## BEGIN

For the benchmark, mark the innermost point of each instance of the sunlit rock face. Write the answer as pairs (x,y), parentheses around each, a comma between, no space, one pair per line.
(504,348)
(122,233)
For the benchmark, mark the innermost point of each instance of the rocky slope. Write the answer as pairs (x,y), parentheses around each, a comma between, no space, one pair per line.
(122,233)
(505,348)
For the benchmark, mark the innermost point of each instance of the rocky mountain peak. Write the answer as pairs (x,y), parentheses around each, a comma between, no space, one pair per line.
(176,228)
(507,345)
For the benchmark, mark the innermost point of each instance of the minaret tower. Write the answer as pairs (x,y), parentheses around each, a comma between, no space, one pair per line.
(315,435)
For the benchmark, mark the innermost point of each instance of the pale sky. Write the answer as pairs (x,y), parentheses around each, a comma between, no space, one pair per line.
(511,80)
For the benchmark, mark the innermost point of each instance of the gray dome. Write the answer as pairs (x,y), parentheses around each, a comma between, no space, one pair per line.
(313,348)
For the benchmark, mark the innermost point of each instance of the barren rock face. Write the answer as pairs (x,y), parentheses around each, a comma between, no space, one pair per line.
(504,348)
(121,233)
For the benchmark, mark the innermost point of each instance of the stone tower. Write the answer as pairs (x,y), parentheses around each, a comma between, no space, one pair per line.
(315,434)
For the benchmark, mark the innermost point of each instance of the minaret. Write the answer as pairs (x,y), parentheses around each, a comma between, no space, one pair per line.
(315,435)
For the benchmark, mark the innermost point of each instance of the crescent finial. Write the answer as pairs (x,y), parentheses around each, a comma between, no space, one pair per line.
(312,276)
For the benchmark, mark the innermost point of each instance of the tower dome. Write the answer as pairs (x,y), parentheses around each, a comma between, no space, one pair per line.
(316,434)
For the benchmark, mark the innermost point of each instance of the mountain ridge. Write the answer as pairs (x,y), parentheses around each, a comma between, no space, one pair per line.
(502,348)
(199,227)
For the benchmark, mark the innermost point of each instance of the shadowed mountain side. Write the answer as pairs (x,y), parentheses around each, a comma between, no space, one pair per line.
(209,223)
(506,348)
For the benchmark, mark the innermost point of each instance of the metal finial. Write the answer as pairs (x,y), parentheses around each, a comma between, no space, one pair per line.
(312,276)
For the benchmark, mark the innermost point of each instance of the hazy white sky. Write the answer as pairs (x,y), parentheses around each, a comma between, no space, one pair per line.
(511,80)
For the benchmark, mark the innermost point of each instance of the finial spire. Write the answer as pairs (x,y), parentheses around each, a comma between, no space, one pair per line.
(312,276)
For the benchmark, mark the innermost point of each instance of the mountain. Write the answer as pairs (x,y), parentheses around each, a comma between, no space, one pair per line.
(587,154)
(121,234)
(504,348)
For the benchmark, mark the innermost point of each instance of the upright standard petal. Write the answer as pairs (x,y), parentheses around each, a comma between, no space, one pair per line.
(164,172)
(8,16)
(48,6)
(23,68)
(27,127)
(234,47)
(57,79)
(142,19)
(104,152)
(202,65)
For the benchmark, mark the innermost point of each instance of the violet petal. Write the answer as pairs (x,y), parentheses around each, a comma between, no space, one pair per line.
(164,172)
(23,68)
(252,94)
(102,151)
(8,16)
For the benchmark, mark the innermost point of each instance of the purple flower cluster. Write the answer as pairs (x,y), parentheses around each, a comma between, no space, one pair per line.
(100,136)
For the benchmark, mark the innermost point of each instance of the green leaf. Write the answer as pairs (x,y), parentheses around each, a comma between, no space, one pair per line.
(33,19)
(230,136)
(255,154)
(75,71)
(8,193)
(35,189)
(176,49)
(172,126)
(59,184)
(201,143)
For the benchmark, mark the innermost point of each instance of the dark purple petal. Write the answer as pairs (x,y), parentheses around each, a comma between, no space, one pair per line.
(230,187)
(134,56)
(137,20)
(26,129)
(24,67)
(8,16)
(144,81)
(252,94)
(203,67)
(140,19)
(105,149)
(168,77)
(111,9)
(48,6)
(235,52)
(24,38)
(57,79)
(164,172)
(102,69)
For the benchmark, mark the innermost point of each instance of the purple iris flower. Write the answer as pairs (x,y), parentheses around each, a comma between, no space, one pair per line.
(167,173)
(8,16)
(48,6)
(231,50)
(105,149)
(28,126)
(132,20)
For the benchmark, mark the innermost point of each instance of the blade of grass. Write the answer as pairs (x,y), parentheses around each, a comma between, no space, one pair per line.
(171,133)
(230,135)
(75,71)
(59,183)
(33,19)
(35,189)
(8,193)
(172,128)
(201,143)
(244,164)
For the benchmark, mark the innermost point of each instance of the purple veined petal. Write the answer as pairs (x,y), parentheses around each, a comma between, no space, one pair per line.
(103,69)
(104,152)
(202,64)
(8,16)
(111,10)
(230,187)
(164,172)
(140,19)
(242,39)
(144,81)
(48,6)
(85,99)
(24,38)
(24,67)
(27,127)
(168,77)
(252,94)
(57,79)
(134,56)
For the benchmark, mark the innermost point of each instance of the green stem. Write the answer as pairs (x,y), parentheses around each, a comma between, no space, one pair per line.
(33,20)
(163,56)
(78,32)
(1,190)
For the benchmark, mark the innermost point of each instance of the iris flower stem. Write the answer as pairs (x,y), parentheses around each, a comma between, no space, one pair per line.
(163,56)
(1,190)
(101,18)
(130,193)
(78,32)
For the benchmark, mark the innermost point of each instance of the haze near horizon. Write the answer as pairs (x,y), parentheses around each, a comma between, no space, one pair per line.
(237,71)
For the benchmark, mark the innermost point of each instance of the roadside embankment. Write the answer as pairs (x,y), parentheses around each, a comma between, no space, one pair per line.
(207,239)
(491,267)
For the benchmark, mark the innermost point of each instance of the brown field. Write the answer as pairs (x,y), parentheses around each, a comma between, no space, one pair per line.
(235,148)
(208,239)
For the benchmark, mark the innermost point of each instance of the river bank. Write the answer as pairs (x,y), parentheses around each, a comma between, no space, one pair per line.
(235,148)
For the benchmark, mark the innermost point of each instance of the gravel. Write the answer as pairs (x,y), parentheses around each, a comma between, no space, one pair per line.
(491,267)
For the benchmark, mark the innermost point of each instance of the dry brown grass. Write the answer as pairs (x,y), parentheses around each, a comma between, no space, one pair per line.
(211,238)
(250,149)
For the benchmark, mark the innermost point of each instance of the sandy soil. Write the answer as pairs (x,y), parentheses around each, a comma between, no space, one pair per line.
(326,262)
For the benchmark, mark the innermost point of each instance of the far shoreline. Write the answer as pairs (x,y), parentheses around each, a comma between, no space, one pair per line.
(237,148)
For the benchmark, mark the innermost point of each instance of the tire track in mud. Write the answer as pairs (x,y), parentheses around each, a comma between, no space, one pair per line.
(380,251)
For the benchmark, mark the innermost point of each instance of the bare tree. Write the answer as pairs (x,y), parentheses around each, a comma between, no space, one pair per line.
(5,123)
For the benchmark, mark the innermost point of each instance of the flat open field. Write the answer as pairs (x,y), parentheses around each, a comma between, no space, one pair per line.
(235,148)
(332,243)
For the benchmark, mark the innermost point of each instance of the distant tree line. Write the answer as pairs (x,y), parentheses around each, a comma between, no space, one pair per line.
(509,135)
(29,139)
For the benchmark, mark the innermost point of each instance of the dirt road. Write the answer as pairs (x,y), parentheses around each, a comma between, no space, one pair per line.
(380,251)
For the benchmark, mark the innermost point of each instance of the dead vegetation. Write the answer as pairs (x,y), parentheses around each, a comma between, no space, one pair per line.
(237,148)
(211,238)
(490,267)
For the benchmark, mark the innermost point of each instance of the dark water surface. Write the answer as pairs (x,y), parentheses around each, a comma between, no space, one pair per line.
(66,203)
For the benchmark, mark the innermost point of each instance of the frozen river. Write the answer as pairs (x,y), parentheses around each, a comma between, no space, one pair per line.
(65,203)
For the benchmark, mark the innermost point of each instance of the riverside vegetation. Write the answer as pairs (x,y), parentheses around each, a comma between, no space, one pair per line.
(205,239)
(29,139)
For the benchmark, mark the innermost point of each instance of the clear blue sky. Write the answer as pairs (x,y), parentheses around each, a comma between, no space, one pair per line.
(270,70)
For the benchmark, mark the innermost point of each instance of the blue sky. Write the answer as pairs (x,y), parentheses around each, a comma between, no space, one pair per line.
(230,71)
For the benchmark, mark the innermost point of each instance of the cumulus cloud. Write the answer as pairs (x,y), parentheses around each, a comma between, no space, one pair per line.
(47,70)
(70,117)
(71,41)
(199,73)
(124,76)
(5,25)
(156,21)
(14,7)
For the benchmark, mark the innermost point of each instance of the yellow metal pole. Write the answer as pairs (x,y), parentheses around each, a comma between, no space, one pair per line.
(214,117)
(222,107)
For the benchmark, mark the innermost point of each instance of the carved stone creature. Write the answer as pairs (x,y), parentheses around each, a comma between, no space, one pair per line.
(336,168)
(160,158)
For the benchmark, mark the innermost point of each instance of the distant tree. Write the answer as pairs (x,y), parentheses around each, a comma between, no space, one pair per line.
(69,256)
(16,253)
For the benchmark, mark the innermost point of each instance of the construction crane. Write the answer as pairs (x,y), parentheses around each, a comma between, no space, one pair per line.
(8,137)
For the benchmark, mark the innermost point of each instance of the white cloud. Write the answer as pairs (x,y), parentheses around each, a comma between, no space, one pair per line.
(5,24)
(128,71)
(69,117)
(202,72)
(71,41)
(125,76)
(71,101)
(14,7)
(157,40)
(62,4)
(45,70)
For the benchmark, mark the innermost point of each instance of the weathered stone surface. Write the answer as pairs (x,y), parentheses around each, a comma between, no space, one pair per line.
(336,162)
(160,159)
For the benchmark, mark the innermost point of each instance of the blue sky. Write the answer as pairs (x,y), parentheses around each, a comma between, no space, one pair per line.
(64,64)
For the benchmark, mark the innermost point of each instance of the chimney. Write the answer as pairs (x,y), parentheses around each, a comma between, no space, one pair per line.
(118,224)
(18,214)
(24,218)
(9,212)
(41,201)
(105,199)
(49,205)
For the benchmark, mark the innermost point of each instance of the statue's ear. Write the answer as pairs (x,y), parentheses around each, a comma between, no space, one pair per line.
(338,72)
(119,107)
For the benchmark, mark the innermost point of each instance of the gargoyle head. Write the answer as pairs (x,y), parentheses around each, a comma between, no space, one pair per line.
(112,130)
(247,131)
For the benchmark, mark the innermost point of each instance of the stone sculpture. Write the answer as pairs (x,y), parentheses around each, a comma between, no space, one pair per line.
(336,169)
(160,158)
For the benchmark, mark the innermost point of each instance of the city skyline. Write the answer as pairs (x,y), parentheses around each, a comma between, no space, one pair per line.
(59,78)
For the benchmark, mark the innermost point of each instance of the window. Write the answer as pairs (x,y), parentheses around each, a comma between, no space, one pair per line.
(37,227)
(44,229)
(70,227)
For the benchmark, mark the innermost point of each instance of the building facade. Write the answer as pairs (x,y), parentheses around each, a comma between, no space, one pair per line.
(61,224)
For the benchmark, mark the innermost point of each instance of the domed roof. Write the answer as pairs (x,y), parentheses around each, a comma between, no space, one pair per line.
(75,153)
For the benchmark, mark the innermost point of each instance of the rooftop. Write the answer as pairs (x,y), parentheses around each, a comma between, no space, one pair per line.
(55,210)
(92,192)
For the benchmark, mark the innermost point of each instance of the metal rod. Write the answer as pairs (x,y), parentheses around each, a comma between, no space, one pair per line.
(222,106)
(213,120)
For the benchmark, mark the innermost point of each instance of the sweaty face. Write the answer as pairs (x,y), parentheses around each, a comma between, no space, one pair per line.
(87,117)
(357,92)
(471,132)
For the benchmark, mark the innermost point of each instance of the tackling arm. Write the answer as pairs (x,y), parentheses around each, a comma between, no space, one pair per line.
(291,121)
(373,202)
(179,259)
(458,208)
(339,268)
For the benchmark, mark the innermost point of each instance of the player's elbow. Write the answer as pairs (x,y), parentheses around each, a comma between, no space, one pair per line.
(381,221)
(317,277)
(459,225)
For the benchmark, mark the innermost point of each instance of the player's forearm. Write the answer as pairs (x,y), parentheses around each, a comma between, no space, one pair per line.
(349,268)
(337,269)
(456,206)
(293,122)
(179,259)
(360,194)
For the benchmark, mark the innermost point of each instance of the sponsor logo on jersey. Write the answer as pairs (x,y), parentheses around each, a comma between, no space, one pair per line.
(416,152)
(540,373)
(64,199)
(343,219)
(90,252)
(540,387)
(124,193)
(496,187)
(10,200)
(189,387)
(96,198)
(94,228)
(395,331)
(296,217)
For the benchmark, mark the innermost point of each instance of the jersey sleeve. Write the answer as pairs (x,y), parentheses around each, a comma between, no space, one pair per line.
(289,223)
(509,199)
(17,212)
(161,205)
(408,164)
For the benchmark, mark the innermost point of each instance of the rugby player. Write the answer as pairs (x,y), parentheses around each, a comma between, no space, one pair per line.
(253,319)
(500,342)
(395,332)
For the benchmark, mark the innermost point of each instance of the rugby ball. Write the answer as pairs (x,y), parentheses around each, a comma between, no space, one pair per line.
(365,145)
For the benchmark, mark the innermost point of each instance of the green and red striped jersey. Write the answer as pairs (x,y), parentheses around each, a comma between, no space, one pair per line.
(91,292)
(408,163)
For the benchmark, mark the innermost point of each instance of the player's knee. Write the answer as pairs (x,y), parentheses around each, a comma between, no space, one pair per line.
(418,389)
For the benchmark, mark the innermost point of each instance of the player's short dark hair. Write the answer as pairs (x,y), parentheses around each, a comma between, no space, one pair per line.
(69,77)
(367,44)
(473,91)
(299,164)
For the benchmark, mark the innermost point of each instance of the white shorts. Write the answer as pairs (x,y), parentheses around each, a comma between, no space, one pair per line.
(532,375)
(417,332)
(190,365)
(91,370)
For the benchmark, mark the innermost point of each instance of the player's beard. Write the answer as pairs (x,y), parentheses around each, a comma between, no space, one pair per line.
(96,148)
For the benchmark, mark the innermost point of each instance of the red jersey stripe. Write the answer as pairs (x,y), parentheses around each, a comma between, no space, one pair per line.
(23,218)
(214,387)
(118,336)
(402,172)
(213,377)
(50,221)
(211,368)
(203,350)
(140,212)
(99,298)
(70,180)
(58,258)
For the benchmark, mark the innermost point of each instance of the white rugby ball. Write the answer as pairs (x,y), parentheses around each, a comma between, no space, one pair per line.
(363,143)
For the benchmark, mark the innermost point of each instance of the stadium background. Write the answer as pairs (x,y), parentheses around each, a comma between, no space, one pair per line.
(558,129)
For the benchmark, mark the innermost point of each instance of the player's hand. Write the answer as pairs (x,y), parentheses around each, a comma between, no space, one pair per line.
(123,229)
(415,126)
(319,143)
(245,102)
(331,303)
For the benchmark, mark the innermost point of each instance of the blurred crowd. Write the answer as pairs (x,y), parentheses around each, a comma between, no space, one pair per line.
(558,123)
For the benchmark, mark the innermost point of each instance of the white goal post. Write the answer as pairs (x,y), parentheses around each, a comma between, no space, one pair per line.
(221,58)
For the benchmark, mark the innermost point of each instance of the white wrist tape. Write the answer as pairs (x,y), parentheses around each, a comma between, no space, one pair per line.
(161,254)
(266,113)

## END

* _WHAT IS EXPECTED_
Repeat, word for word, every line from the line that contains "of the stadium" to the end of the entries; include both of those lines and no others.

* _TASK RESPONSE_
For the benchmark, mark the innermost point of each instance of the stadium background. Write the answer as pairs (x,y), parentheses around each, a comma between, no space, one pair per line.
(558,129)
For the benchmark, mark the innermost point of each instance of the player's hand. Write the answer as pairs (x,y), parentheses around each, a comma between, no space, one pair per line.
(123,229)
(415,126)
(319,143)
(245,102)
(331,303)
For the benchmark, mark the innermost point of each instance of the blurred crowd. Write the answer as pairs (x,y), parentheses around each, a comma between, no space, one pair per line.
(558,123)
For the benchmark, mark the innermost point of each instance of the white goal post. Write the answer as pairs (x,y), parentheses around each, a comma between, no space, one pair per line.
(221,58)
For the benchmark, mark the innermost point of each instance of the white wrist tape. Write the answer as pairs (x,y), parentheses around each, a comma between, no space, one pair per line.
(161,254)
(266,113)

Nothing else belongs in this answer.